Referring expression pointing data:
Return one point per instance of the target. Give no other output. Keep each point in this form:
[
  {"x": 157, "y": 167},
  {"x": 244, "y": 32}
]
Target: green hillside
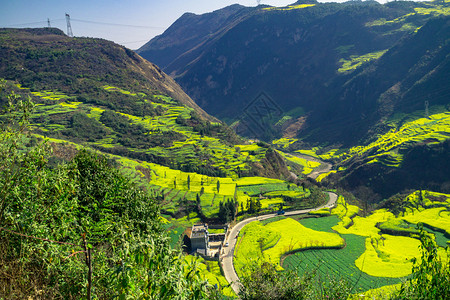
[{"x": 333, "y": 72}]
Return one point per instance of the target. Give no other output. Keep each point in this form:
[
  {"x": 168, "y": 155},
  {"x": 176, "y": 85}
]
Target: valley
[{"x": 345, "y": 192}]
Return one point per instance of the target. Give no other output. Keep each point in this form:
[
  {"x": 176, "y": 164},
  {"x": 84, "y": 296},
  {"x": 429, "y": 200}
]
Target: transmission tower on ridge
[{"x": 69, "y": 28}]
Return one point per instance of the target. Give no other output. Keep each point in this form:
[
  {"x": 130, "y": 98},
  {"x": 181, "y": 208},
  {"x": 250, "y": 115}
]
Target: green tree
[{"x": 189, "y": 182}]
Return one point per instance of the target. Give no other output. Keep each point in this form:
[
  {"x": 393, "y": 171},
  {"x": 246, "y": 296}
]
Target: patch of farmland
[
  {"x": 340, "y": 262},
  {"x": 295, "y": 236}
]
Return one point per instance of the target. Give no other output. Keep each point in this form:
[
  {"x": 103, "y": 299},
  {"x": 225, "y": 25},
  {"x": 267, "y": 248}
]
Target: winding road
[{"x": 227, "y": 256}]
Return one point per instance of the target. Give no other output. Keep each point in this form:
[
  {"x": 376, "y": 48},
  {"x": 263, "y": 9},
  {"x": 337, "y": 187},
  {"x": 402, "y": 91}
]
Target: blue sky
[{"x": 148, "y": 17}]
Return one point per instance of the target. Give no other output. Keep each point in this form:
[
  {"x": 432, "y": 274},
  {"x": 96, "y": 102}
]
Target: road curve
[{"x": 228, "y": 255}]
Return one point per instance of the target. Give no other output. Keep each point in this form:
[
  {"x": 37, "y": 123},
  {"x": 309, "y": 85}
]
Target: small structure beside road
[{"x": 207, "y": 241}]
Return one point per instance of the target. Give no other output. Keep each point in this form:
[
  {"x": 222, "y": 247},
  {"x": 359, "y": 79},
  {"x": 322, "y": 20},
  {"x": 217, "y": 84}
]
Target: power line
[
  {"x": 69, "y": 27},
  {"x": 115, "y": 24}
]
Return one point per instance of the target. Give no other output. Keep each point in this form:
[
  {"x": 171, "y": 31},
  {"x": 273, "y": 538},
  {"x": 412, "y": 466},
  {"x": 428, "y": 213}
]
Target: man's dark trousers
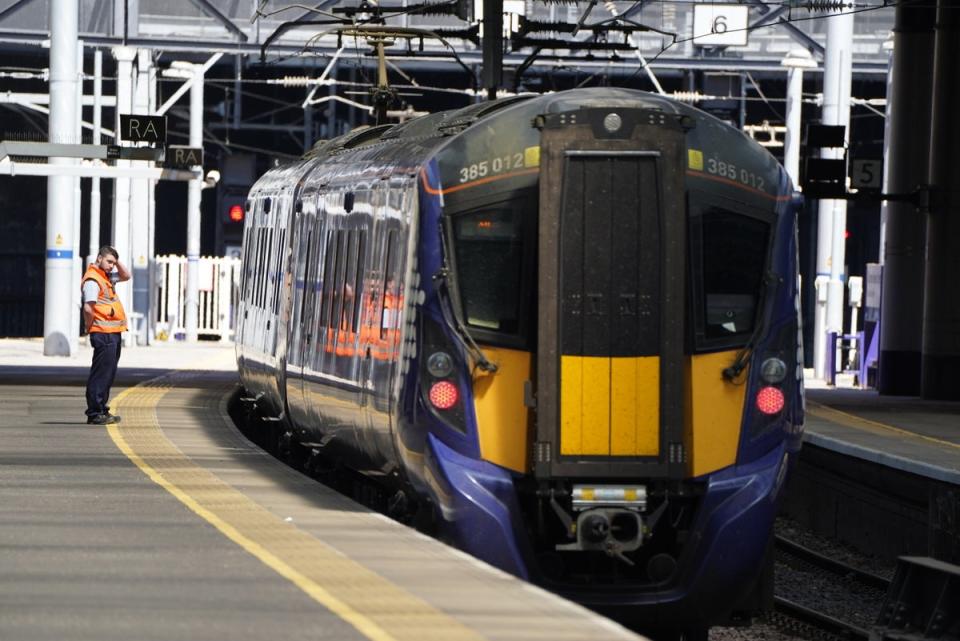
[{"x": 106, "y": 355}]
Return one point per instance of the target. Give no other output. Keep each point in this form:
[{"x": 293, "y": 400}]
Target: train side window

■ Exercise description ■
Pictures aside, set down the lines from the one containing "Target: road curve" through the end of the records above, exactly and only those.

■ Solution to this exercise ■
Target: road curve
[{"x": 228, "y": 255}]
Return one point per instance of the target. Give no other output. Keep each point in this form:
[
  {"x": 37, "y": 123},
  {"x": 309, "y": 85}
]
Target: small structure beside road
[{"x": 207, "y": 241}]
Return one point per instance of the target. Give no other output. Keep each point in this form:
[
  {"x": 222, "y": 247},
  {"x": 359, "y": 79},
  {"x": 322, "y": 20},
  {"x": 217, "y": 84}
]
Target: power line
[
  {"x": 69, "y": 27},
  {"x": 115, "y": 24}
]
Return one point per instance of the target. Give no other output. Keep each point in this form:
[
  {"x": 171, "y": 31},
  {"x": 273, "y": 538},
  {"x": 412, "y": 466},
  {"x": 428, "y": 213}
]
Target: man's dark trousers
[{"x": 106, "y": 355}]
Return one point per instance of the target. Give no other output. Keep each point in this form:
[{"x": 293, "y": 400}]
Target: train side window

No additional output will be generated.